━━ Texto para leitura
2. «Uns aos outros»: o dom da
reciprocidade.
O fato de sermos o «guarda»
dos outros contrasta com uma mentalidade que, reduzindo a vida unicamente à
dimensão terrena, deixa de a considerar na sua perspectiva escatológica e
aceita qualquer opção moral em nome da liberdade individual. Uma sociedade como
a atual pode tornar-se surda quer aos sofrimentos físicos, quer às exigências
espirituais e morais da vida. Não deve ser assim na comunidade cristã! O
apóstolo Paulo convida a procurar o que «leva à paz e à edificação mútua» (Rm 14, 19), favorecendo o «próximo no
bem, em ordem à construção da comunidade» (Rm 15, 2), sem buscar «o próprio
interesse, mas o do maior número, a fim de que eles sejam salvos» (1 Cor 10, 33). Esta recíproca correção e
exortação, em espírito de humildade e de amor, deve fazer parte da vida da
comunidade cristã.
━━━━
━━ Registros
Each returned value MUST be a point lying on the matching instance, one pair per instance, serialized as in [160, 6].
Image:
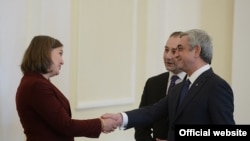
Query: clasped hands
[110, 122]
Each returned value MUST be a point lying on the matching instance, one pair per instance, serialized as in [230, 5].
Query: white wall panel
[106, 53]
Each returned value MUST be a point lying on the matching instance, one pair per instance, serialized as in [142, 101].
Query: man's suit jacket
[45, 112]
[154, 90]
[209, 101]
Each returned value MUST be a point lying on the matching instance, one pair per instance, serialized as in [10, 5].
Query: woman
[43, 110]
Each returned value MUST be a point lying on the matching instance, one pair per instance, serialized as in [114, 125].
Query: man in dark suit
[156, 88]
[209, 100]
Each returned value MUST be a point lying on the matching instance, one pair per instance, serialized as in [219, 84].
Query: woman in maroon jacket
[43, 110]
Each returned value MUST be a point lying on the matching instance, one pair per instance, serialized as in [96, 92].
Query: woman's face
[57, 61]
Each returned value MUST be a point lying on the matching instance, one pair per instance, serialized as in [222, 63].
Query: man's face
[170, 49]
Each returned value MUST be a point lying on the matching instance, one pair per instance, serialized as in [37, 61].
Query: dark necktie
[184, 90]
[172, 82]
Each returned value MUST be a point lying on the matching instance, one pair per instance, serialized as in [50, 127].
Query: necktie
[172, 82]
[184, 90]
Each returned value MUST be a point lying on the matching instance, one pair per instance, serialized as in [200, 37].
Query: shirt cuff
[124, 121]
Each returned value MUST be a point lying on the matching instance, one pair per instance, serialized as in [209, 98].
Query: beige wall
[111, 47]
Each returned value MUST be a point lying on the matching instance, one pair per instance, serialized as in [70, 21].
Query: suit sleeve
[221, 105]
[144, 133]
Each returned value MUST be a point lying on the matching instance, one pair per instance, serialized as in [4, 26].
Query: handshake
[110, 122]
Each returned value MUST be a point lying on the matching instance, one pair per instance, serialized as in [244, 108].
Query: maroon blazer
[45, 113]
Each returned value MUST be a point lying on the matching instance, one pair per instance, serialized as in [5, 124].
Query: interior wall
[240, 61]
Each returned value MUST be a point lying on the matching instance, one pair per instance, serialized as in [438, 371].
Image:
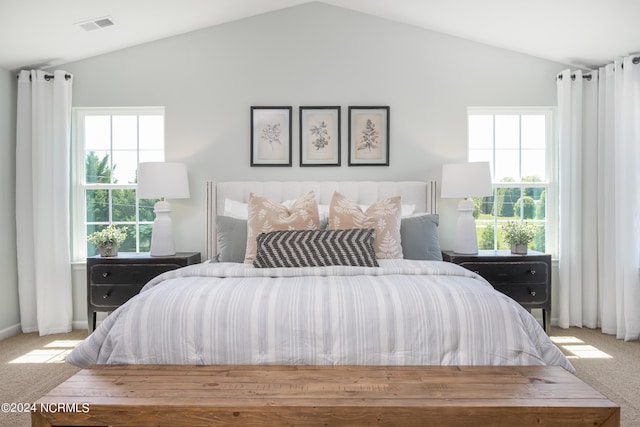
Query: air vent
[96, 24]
━━━━
━━ Registros
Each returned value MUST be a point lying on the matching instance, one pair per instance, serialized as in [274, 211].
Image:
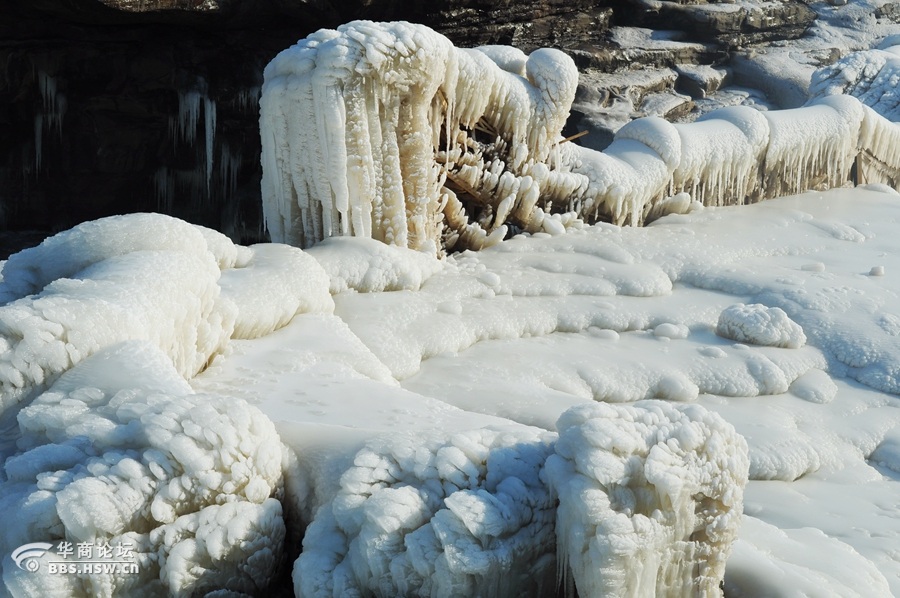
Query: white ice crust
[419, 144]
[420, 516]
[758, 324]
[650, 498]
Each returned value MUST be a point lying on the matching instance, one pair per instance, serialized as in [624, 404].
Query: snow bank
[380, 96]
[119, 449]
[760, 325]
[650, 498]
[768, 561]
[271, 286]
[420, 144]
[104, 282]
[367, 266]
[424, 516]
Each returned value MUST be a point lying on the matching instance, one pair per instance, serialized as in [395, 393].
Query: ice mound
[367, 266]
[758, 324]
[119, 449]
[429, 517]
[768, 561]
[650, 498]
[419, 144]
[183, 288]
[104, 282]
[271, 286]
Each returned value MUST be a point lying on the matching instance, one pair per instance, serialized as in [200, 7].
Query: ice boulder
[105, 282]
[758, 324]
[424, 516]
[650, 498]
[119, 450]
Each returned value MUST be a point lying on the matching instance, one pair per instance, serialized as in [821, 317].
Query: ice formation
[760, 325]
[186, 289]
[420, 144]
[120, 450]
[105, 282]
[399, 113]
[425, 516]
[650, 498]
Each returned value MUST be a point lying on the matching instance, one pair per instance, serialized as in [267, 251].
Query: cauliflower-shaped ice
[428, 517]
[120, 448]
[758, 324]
━━━━
- _Conjunto de tarefas_
1. Transcreva, do texto sobre a reciprocidade, o trecho que vai de "O fato de sermos" até "comunidade cristã.".
2. De acordo com o texto sobre a reciprocidade, em que espírito devem ser feitas a correção e a exortação recíprocas na comunidade cristã?

- _Resultados por tarefa_
1.
O fato de sermos o «guarda»
dos outros contrasta com uma mentalidade que, reduzindo a vida unicamente à
dimensão terrena, deixa de a considerar na sua perspectiva escatológica e
aceita qualquer opção moral em nome da liberdade individual. Uma sociedade como
a atual pode tornar-se surda quer aos sofrimentos físicos, quer às exigências
espirituais e morais da vida. Não deve ser assim na comunidade cristã! O
apóstolo Paulo convida a procurar o que «leva à paz e à edificação mútua» (Rm 14, 19), favorecendo o «próximo no
bem, em ordem à construção da comunidade» (Rm 15, 2), sem buscar «o próprio
interesse, mas o do maior número, a fim de que eles sejam salvos» (1 Cor 10, 33). Esta recíproca correção e
exortação, em espírito de humildade e de amor, deve fazer parte da vida da
comunidade cristã.

2. Em espírito de humildade e de amor.